Entries taken from a collection
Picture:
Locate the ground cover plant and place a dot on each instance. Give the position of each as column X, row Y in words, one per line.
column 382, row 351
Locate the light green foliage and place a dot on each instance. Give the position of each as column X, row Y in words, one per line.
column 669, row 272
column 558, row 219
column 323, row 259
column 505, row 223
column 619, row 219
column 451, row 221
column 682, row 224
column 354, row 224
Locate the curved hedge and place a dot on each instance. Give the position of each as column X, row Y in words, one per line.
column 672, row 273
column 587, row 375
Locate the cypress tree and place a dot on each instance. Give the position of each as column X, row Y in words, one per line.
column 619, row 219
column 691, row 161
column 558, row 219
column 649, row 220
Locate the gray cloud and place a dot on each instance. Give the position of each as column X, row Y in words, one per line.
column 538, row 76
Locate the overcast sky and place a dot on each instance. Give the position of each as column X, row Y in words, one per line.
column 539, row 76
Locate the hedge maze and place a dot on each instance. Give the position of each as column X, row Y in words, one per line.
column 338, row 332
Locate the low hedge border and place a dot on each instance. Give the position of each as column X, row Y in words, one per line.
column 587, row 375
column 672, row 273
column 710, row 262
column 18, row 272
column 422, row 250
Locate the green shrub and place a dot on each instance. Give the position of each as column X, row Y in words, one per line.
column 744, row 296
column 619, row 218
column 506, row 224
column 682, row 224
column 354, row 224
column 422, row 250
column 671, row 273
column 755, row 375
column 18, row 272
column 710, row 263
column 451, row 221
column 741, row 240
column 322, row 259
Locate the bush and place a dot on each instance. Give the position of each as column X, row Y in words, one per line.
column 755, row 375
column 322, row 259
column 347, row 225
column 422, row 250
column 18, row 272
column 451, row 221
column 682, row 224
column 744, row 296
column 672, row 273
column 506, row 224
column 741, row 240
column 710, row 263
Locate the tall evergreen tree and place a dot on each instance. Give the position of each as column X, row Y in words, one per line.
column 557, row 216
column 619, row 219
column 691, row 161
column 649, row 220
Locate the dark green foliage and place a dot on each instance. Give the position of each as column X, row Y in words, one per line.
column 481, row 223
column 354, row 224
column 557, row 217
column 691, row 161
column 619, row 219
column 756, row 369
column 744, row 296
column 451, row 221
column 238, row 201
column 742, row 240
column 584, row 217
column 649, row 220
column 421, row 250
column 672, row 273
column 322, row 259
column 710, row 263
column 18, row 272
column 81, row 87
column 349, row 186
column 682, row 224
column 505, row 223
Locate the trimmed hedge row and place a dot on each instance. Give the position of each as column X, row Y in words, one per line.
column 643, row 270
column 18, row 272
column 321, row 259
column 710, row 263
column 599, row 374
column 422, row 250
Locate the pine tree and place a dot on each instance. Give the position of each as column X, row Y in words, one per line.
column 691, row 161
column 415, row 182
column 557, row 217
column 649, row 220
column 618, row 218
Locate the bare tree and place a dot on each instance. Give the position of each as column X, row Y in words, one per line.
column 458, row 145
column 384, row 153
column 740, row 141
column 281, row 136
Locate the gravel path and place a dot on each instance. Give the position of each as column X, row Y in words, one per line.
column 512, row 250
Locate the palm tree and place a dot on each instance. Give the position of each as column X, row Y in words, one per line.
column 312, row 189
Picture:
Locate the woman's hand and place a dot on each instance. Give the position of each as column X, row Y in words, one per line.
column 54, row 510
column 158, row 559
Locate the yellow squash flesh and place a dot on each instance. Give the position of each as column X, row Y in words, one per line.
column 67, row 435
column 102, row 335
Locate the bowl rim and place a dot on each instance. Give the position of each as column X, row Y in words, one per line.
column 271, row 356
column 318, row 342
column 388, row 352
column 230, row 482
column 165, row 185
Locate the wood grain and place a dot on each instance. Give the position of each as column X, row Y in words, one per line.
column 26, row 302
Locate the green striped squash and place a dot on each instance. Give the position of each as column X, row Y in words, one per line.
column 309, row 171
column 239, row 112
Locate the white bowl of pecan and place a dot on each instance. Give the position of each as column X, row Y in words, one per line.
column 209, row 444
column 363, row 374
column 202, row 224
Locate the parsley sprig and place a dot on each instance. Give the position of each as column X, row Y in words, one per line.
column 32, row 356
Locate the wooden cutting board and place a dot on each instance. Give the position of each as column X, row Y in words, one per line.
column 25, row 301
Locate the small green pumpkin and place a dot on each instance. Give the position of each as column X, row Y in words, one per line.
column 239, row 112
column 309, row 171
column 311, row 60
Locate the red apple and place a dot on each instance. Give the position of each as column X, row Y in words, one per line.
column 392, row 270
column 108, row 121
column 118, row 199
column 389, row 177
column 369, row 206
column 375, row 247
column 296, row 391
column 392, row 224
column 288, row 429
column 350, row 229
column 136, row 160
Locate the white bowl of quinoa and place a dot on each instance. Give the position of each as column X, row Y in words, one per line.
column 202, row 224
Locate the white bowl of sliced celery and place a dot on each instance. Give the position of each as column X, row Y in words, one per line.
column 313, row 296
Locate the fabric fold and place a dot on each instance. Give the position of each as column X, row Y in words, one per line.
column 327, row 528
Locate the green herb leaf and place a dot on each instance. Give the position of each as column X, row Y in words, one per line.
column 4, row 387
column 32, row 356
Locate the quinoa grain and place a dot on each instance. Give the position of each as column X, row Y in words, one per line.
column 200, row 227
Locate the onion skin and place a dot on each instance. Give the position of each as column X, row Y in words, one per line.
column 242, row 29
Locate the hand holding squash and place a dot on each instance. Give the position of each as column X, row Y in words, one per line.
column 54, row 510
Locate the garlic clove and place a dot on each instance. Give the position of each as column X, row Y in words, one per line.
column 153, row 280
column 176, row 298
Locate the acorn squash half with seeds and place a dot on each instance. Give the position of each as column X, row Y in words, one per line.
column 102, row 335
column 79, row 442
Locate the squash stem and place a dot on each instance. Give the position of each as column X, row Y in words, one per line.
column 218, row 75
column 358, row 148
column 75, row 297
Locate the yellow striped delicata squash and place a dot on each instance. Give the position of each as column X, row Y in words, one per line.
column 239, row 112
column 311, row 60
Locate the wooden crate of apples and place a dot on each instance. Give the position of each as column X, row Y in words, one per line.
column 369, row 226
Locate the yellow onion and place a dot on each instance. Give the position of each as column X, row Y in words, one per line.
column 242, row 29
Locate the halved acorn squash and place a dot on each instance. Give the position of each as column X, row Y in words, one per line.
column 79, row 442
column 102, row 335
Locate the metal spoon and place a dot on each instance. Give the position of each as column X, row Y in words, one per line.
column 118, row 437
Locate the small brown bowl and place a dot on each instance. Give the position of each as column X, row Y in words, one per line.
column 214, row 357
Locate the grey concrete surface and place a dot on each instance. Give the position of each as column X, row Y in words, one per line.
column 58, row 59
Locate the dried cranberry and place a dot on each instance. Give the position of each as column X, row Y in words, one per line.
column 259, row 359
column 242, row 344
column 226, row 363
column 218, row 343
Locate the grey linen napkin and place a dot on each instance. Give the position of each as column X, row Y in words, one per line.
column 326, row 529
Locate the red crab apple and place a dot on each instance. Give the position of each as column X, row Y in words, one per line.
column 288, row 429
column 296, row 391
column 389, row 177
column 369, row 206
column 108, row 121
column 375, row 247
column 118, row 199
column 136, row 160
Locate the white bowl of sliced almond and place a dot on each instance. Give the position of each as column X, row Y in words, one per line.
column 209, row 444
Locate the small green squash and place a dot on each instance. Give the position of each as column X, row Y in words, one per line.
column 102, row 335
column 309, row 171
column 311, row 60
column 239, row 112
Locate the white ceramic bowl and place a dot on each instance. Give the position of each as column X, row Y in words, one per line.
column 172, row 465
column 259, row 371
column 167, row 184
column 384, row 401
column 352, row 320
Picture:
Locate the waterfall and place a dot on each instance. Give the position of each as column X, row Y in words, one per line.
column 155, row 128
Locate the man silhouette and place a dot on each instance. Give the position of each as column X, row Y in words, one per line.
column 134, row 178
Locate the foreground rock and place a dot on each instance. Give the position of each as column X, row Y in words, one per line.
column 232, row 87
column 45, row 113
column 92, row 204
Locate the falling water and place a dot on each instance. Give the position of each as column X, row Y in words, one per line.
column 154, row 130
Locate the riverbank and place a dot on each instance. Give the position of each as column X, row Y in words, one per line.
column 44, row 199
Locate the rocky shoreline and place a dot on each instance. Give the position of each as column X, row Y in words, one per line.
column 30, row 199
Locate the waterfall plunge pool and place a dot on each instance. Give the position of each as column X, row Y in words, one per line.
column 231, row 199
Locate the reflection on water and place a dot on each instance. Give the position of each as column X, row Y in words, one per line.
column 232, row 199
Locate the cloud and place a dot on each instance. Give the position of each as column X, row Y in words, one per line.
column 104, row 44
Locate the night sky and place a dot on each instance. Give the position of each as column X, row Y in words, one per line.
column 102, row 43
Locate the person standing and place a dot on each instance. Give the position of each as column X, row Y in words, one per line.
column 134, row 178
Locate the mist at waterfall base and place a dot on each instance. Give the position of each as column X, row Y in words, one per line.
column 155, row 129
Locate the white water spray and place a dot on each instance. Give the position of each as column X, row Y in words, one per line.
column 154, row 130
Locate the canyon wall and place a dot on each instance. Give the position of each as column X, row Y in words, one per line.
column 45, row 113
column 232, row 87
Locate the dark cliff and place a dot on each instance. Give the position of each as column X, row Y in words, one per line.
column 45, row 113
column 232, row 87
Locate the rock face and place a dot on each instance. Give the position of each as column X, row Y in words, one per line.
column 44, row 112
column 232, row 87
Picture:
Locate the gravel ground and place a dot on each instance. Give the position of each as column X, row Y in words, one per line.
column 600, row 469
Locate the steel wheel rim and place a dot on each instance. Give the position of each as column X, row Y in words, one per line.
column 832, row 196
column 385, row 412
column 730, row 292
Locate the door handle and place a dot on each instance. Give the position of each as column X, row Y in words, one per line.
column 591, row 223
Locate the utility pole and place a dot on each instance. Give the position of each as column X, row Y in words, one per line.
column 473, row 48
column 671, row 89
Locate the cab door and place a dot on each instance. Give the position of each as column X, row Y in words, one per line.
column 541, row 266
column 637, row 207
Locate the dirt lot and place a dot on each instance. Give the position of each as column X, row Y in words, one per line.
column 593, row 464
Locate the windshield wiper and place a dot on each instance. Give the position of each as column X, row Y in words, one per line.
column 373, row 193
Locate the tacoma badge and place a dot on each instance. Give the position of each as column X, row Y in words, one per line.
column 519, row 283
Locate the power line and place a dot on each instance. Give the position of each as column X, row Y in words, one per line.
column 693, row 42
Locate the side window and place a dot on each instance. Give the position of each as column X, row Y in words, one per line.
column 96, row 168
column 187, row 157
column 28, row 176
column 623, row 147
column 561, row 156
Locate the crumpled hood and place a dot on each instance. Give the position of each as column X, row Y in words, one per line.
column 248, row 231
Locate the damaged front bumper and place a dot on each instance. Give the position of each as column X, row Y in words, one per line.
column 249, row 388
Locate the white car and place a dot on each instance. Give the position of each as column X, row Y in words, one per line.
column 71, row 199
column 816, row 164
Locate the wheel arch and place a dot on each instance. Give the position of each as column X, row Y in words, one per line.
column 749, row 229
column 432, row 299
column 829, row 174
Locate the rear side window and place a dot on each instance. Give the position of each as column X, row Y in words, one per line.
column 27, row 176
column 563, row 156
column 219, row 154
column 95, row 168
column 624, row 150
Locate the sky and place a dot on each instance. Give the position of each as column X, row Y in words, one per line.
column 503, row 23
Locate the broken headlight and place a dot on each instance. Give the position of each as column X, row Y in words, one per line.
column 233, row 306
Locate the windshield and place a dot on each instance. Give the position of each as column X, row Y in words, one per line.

# [Direction]
Only those lines running from the one containing "Locate the windshield wiper" through the last line of the data above are to be copied, exactly, with both ends included.

# [Result of this task]
Locate the windshield wiper and place a dot on each instance. Give the position of each as column X, row Y in words, one per line.
column 373, row 193
Locate the tacoma badge and place a dot on each instance. Give the position of each as column X, row Y in words, one per line.
column 519, row 283
Locate the power line and place a dot on each instance. Give the position of each as column X, row Y in words, one per line.
column 693, row 42
Locate the side window and place a dot on each instance. Give the position of each as column X, row Y in words, one per line.
column 96, row 168
column 187, row 157
column 28, row 176
column 623, row 147
column 561, row 156
Locate the crumpled hood and place a dot on each instance. Give the position of each as column X, row Y in words, one per line.
column 248, row 231
Locate the damaged front bumper and place a dot on each instance. Give the position of each as column X, row Y in words, one per line.
column 249, row 388
Locate the white car and place a dot on each instance. Give the position of each as column X, row Y in words, one per line.
column 71, row 199
column 816, row 164
Locate the wheel arch and place a dot on each instance. Give the position of each as column X, row Y in words, one per line.
column 749, row 229
column 432, row 299
column 829, row 174
Locate the rear side window and place a dot on each instance. Give the position of each as column X, row Y in words, one per line.
column 27, row 176
column 563, row 156
column 219, row 154
column 95, row 168
column 624, row 150
Locate the sky and place a dot on each instance. Give the position of each as column X, row Y in words, one per line.
column 503, row 23
Locate the broken headlight and place a dot on each instance. Give the position of each as column X, row Y in words, one per line.
column 233, row 306
Locate the windshield and place a dot on each instance. Give the position of each as column X, row Y in words, one per line.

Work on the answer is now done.